■ **Page excerpt**

"""

Note: This essay is a slightly modified excerpt from my book on eschatology, called The High King of Heaven: Discovering the Master Keys to the Great End Time Debate. It is drawn from a chapter dealing with the proper interpretation of Old Testament Kingdom Prophecy (OTKP). There are many such prophecies, and Daniel 9:24-27 is among the most difficult and controversial. As a you will see if you read on (and I hope you will!), I have studied the different views with some care, and settled upon an interpretation that I believe is not only sound, but also inspiring and timely. // In this essay you will run across the acronym NCH, which stands for New Covenant Hermeneutic. The NCH is the method the apostles used to interpret the OT in general, and OT Kingdom prophecy in particular. In order to understand the NCH better, you may want to read this short article first. Also, the acronym DNT stands for Didactic New Testament, and references the distinctively teaching portions of the NT (as opposed, say, to historical narratives in the gospels and the book of Acts, or to the Revelation as a whole). My hope and prayer is that in this essay you will catch a fresh, exhilarating glimpse of the High King of heaven, his awesome plan for the ages, and the glorious inheritance that he has prepared for his beloved Bride.
The year is 539 B.C. Daniel, still in captivity under Darius the Mede, has been reading the prophet Jeremiah (Jeremiah 25:11-12, 29:10). He realizes that the 70 years of Jerusalem’s desolation are nearing an end, but also that many captive Jews remain unbroken and impenitent (9:13). They are not spiritually qualified for the great restoration promised decades earlier.
So Daniel prays (9:3-23). First, he rehearses and confesses the sin of God’s covenant-breaking people (9:3-10). Then he acknowledges God’s justice in sending them into captivity (9:11-15). Finally, he makes his petition. Appealing solely to God’s mercy, grace, and zeal for the honor of his Name, he pleads with the LORD to fulfill his promise given through Jeremiah: to restore his City, his Sanctuary, and his Holy Mountain (9:16-19).

"""

■ **Entries provided**
"""

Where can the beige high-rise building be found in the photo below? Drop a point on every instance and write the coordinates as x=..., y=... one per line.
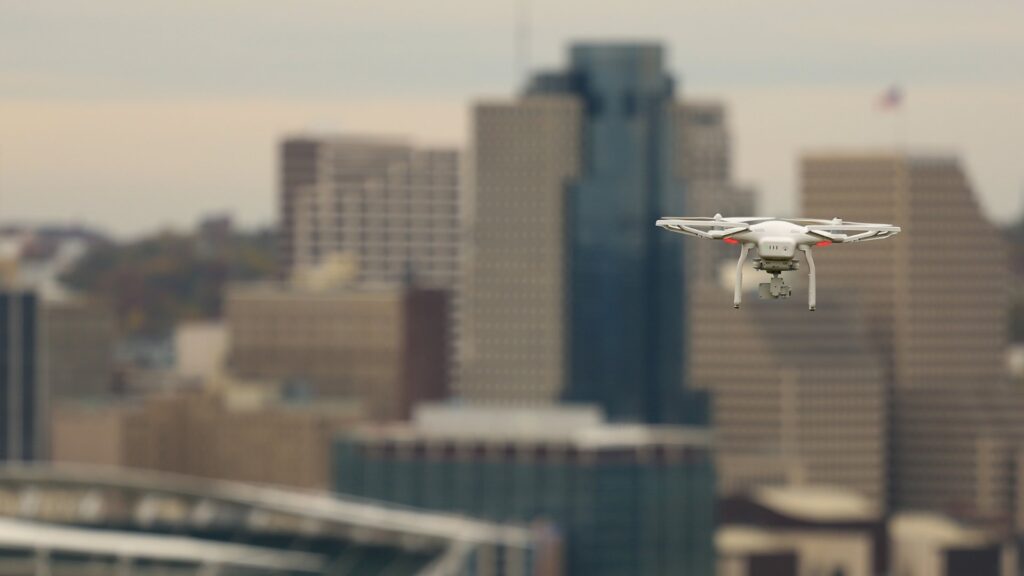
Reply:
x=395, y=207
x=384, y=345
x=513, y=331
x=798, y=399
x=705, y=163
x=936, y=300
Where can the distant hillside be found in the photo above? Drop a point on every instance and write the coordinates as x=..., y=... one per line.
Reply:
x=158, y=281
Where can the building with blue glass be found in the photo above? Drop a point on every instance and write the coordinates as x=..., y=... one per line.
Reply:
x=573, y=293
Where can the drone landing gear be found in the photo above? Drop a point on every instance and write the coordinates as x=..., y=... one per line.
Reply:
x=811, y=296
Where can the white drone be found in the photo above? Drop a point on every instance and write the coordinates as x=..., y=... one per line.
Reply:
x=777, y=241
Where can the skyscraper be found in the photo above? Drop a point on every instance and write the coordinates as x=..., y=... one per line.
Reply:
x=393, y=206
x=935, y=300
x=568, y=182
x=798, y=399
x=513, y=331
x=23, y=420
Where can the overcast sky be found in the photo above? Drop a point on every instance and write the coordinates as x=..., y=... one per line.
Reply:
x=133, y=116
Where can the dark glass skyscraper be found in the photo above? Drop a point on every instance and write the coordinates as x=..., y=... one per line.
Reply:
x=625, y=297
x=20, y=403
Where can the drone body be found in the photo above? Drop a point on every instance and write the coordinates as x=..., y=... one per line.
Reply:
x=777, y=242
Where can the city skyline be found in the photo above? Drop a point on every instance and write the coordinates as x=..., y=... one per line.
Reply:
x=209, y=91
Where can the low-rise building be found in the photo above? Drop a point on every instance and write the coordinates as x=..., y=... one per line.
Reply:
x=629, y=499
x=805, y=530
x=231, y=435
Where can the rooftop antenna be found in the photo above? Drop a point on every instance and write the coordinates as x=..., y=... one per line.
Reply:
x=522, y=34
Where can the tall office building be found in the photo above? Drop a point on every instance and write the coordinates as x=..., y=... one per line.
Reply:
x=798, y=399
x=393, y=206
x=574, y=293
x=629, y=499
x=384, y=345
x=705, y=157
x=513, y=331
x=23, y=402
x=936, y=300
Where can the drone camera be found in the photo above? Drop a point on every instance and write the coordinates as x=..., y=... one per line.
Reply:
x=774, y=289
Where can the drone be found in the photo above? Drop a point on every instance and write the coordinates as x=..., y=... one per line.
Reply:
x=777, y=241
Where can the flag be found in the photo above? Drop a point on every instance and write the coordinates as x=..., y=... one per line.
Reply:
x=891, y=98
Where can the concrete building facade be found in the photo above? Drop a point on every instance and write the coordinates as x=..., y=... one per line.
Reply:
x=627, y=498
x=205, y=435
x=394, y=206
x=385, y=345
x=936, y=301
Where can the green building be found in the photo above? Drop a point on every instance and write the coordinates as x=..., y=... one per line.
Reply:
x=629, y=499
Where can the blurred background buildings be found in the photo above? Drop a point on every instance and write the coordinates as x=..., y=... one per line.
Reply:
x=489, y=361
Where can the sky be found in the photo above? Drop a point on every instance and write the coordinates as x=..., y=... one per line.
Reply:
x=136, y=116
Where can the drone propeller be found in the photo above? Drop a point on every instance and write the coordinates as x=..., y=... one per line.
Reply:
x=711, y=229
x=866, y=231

"""

■ **Work instructions**
1. In the essay excerpt on Daniel 9, what does the acronym NCH stand for?
2. Transcribe the entries word for word, starting at the line that contains "Where can the flag" and ending at the last line of the entries.

■ **Responses in order**
1. New Covenant Hermeneutic

2.
Where can the flag be found in the photo above? Drop a point on every instance and write the coordinates as x=..., y=... one per line.
Reply:
x=891, y=98
Where can the concrete building facade be found in the photo above? Drop a point on every instance and write the coordinates as x=..., y=... one per line.
Reply:
x=627, y=498
x=205, y=435
x=394, y=206
x=385, y=345
x=936, y=301
Where can the green building be found in the photo above? Drop a point on every instance and write the coordinates as x=..., y=... one per line.
Reply:
x=629, y=499
Where can the blurred background buildings be found in the photo above? Drop a point on every instance and write the coordinates as x=..., y=... one per line.
Reply:
x=489, y=361
Where can the sky be found in the photo above? Drop a point on every instance and write the coordinates as x=..., y=... one per line.
Reply:
x=136, y=116
Where can the drone propeller be found in the photo above? Drop a point on every instance and write the coordinates as x=..., y=... one per line.
Reply:
x=711, y=229
x=866, y=231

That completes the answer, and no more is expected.